What you are asked to do: Output each row below as a JSON list of strings, one string per line, with blank lines left out.

Data for processing:
-*-*-
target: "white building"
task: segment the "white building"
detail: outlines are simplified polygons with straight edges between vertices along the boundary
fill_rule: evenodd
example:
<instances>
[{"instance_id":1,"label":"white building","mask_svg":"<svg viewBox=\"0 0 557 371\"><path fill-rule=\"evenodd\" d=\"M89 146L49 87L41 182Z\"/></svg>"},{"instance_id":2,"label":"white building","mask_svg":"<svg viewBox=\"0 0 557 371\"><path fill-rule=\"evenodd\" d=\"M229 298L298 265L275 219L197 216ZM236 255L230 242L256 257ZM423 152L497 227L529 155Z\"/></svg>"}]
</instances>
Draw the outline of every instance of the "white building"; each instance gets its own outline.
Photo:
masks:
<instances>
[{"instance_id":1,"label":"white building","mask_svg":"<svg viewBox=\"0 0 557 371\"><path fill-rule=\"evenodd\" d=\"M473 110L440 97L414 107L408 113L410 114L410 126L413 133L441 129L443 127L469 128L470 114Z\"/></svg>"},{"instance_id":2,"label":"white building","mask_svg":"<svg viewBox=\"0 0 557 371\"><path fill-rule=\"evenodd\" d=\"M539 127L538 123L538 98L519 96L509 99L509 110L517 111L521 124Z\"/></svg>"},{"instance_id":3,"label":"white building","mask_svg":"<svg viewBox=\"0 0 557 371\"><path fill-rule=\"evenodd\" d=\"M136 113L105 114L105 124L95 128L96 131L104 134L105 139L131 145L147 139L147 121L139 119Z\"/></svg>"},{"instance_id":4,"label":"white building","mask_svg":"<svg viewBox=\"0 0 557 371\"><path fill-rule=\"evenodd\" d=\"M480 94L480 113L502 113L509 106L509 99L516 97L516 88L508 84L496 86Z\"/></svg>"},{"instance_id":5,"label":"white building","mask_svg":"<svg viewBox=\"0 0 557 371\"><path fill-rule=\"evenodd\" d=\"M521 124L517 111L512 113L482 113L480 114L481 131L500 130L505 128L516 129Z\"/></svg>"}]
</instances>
-*-*-
Answer to this exercise:
[
  "target: \"white building\"",
  "task: segment the \"white building\"",
  "detail: outlines are simplified polygons with straight edges between vertices along the boundary",
  "fill_rule: evenodd",
  "example:",
  "<instances>",
  "[{\"instance_id\":1,\"label\":\"white building\",\"mask_svg\":\"<svg viewBox=\\\"0 0 557 371\\\"><path fill-rule=\\\"evenodd\\\" d=\\\"M89 146L49 87L41 182Z\\\"/></svg>\"},{\"instance_id\":2,\"label\":\"white building\",\"mask_svg\":\"<svg viewBox=\\\"0 0 557 371\\\"><path fill-rule=\\\"evenodd\\\" d=\\\"M229 298L298 265L275 219L197 216ZM236 255L230 242L256 257ZM423 152L497 227L529 155Z\\\"/></svg>\"}]",
  "</instances>",
  "Draw the outline of every instance of the \"white building\"; each instance gets its own outline.",
  "Photo:",
  "masks:",
  "<instances>",
  "[{\"instance_id\":1,\"label\":\"white building\",\"mask_svg\":\"<svg viewBox=\\\"0 0 557 371\\\"><path fill-rule=\\\"evenodd\\\" d=\\\"M473 110L440 97L414 107L408 113L410 114L410 126L413 133L441 129L443 127L469 128L470 114Z\\\"/></svg>\"},{\"instance_id\":2,\"label\":\"white building\",\"mask_svg\":\"<svg viewBox=\\\"0 0 557 371\\\"><path fill-rule=\\\"evenodd\\\" d=\\\"M539 127L538 123L538 98L519 96L509 99L509 110L517 111L521 124Z\\\"/></svg>\"},{\"instance_id\":3,\"label\":\"white building\",\"mask_svg\":\"<svg viewBox=\\\"0 0 557 371\\\"><path fill-rule=\\\"evenodd\\\" d=\\\"M136 113L105 114L105 124L95 128L96 131L104 134L105 139L131 145L147 139L147 121L139 119Z\\\"/></svg>\"},{\"instance_id\":4,\"label\":\"white building\",\"mask_svg\":\"<svg viewBox=\\\"0 0 557 371\\\"><path fill-rule=\\\"evenodd\\\" d=\\\"M480 94L480 113L502 113L509 106L509 99L516 97L516 88L508 84L496 86Z\\\"/></svg>\"},{\"instance_id\":5,\"label\":\"white building\",\"mask_svg\":\"<svg viewBox=\\\"0 0 557 371\\\"><path fill-rule=\\\"evenodd\\\" d=\\\"M521 124L517 111L512 113L482 113L480 114L481 131L500 130L505 128L516 129Z\\\"/></svg>\"}]",
  "</instances>"
]